# [Given records]
┌──

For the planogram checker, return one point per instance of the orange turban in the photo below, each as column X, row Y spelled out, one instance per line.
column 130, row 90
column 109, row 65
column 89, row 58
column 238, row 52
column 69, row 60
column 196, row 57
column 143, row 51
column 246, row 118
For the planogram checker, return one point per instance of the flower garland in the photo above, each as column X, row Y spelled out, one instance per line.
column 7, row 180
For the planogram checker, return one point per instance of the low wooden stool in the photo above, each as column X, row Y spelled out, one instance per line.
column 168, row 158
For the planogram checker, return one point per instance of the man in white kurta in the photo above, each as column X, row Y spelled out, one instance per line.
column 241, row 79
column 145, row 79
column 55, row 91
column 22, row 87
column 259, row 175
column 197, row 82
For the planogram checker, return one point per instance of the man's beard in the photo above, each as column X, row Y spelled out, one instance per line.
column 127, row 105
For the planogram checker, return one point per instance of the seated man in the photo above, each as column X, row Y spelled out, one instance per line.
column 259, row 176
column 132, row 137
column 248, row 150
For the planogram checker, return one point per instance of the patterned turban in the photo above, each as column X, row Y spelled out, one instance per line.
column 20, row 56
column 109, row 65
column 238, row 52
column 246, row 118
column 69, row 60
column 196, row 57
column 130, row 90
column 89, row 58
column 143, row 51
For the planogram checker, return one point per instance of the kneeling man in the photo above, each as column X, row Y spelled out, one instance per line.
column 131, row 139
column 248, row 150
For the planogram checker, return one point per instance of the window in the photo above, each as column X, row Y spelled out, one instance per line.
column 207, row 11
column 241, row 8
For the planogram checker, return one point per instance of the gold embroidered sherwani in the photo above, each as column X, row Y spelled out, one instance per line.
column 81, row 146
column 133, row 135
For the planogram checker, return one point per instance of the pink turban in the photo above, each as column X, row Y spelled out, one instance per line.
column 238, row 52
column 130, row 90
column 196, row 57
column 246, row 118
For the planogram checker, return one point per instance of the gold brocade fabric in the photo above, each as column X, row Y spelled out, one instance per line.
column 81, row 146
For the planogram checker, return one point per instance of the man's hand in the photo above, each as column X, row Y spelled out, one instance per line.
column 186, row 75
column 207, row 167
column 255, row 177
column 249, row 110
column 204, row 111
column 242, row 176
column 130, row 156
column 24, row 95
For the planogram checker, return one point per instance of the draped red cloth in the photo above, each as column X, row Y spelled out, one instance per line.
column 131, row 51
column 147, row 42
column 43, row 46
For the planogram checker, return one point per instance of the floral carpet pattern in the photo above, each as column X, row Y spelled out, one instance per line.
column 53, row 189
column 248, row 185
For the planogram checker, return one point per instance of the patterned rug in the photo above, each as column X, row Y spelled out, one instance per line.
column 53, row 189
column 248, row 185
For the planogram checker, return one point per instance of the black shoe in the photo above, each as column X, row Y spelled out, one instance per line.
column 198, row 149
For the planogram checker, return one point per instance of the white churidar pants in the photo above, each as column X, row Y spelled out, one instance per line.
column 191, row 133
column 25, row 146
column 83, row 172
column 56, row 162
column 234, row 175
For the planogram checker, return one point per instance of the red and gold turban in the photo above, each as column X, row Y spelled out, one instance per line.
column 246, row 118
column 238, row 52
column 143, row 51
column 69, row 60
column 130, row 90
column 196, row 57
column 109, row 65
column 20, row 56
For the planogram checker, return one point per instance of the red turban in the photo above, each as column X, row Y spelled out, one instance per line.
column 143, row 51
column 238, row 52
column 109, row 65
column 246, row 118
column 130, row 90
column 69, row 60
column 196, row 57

└──

Set out the entries once more, word for word.

# [Response below]
For the planogram checker, return one point per instance of the orange turban in the photo below, each as column X, row Y spelled out, one instance per line.
column 130, row 90
column 109, row 65
column 89, row 58
column 238, row 52
column 69, row 60
column 196, row 57
column 143, row 51
column 246, row 118
For the planogram checker, return one point per instance of the flower garland in the photo above, each as column X, row Y spelled out, one instance per line.
column 7, row 180
For the planogram checker, return one point per instance of the low wooden stool in the photo above, each as column X, row Y spelled out, one instance per line.
column 168, row 158
For the planogram checker, return one point per instance of the man in white kurta in the photo above, each as column X, row Y spelled out, one instance per line.
column 241, row 79
column 145, row 79
column 55, row 91
column 22, row 87
column 259, row 175
column 197, row 82
For the planogram checker, return one point per instance of the man's beard in the photo above, each as column X, row Y spelled out, one instance per line.
column 127, row 105
For the planogram checker, return one point per instance of the seated man in the photo above, each as column X, row Y spelled out, one instance per line.
column 259, row 176
column 132, row 137
column 248, row 150
For the planogram checker, return one point per instance of the patterned turban in the photo above, each as column X, row Y spelled out, one instance per line.
column 20, row 56
column 109, row 65
column 238, row 52
column 246, row 118
column 69, row 60
column 196, row 57
column 130, row 90
column 89, row 58
column 143, row 51
For the planogram checker, return one point per instance of the kneeling man in the photo above, each as column X, row Y spelled out, one instance per line.
column 131, row 139
column 248, row 150
For the planogram checker, return one point per instance of the window in the photo above, each as column X, row Y spelled out, one instance per line.
column 207, row 11
column 241, row 8
For the planogram checker, return one point per instance of the gold embroidered sherwani in the photo above, each as column X, row Y spelled out, one instance per line.
column 81, row 146
column 133, row 135
For the planogram checker, return one point per instance of the pink turban in the photo above, each as column X, row Y spelled out, one instance per line.
column 238, row 52
column 130, row 90
column 196, row 57
column 246, row 118
For the planogram checker, return one point per instance of the gold brocade fabric in the photo above, each as column X, row Y spelled out, one instance per line.
column 81, row 146
For the planogram checker, return one point per instance of the man's hand in the photo above, each as column X, row Y spelled out, one instance per line.
column 186, row 75
column 207, row 167
column 255, row 177
column 249, row 110
column 204, row 111
column 242, row 176
column 130, row 156
column 24, row 95
For the planogram checker, return one point per instance of the draped red cloth in the photo above, each as column X, row Y spelled out, one instance per line.
column 131, row 51
column 147, row 42
column 43, row 46
For the planogram checker, return one point per instance of the floral carpet pattern in the photo above, each as column X, row Y spelled out, one instance per line.
column 53, row 189
column 248, row 185
For the planogram checker, return one point per instance of the patterned rug in the photo above, each as column X, row Y spelled out, one instance per line.
column 53, row 189
column 248, row 185
For the planogram checker, return one point per instance of the black shoe in the photo above, each as column X, row Y spelled out, one instance per line.
column 198, row 149
For the planogram checker, return one point per instance of the white churidar pants in the photo above, each as column X, row Y spelled out, one instance per line.
column 191, row 133
column 25, row 146
column 83, row 172
column 56, row 162
column 234, row 175
For the planogram checker, return one point per instance of the red and gold turban in the photo above, each as column X, row Y spelled out, one instance per line.
column 246, row 118
column 238, row 52
column 143, row 51
column 69, row 60
column 130, row 90
column 196, row 57
column 109, row 65
column 20, row 56
For the planogram checker, return one point per instance of the red turban in the photo above, each as column X, row Y spelled out, one instance per line.
column 143, row 51
column 238, row 52
column 109, row 65
column 246, row 118
column 130, row 90
column 69, row 60
column 196, row 57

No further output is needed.